:: SUPPLIED MATERIAL

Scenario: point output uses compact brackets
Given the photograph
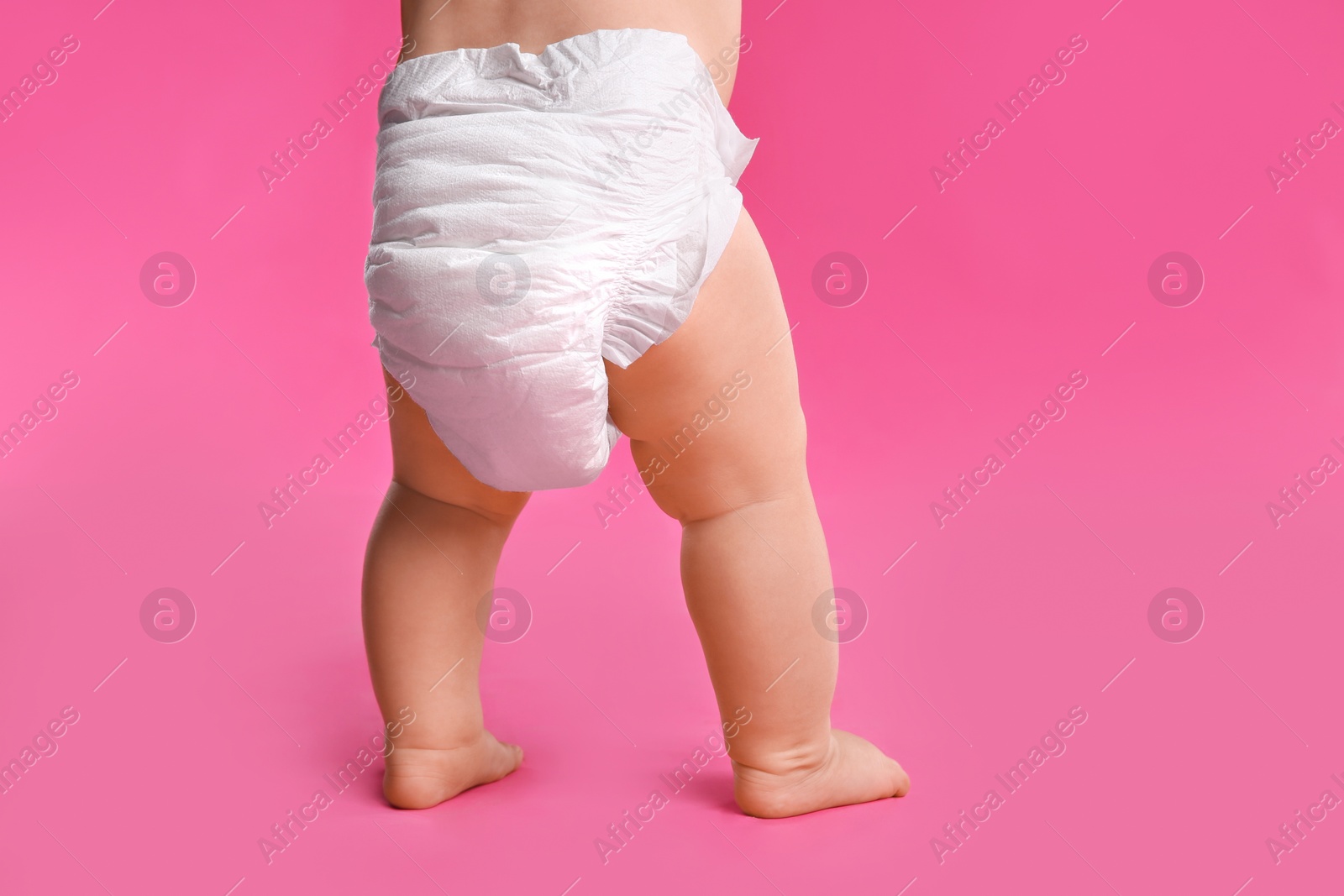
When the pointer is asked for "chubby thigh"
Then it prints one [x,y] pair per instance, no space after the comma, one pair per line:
[712,411]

::::

#### TO DO:
Print the records above word for word, omitting any picture they contain.

#### TASK SOLUTION:
Scenario: point output uses compact brackets
Given the photograph
When the pointer is asked for "chubby thigh"
Then it prints one [x,y] pair per instance, no space after the comma, one pair per line:
[712,411]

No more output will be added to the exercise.